[Text for analysis]
-=-=-

When is a Network a Network? Multi-Order Graphical Model Selection in Pathways and Temporal Networks
Proceedings of the 23rd ACM SIGKDD International Conference on Knowledge Discovery and Data Mining, Halifax, Nova Scotia, Canada (2017)
We introduce a framework for the modeling of sequential data capturing pathways of varying lengths observed in a network. Such data are important, e.g., when studying click streams in information networks, travel patterns in transportation systems, information cascades in social networks, biological pathways or time-stamped social interactions. While it is common to apply graph analytics and network analysis to such data, recent works have shown that temporal correlations can invalidate the results of such methods. This raises a fundamental question: when is a network abstraction of sequential data justified? Addressing this open question, we propose a framework which combines Markov chains of multiple, higher orders into a multi-layer graphical model that captures temporal correlations in pathways at multiple length scales simultaneously. We develop a model selection technique to infer the optimal number of layers of such a model and show that it outperforms previously used Markov order detection techniques. An application to eight real-world data sets on pathways and temporal networks shows that it allows to infer graphical models which capture both topological and temporal characteristics of such data. Our work highlights fallacies of network abstractions and provides a principled answer to the open question when they are justified. Generalizing network representations to multi-order graphical models, it opens perspectives for new data mining and knowledge discovery algorithms.

-=-=-

[Data segment]
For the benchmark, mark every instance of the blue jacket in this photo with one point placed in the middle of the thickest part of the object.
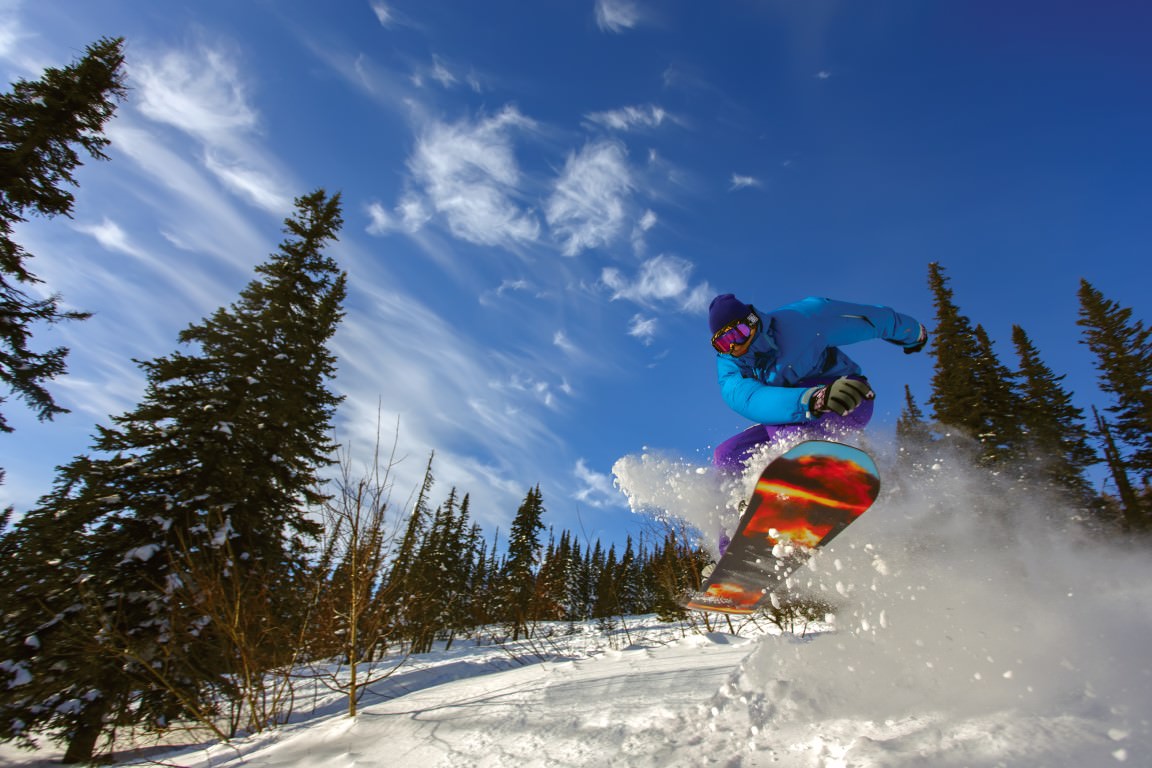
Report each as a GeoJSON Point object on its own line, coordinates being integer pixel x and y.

-=-=-

[Exercise requirements]
In the text on multi-order graphical models, rewrite the stretch from "When is a Network a Network?" through "Scotia, Canada (2017)", swapping "Temporal Networks" for "Dynamic Networks".

[Written solution]
When is a Network a Network? Multi-Order Graphical Model Selection in Pathways and Dynamic Networks
Proceedings of the 23rd ACM SIGKDD International Conference on Knowledge Discovery and Data Mining, Halifax, Nova Scotia, Canada (2017)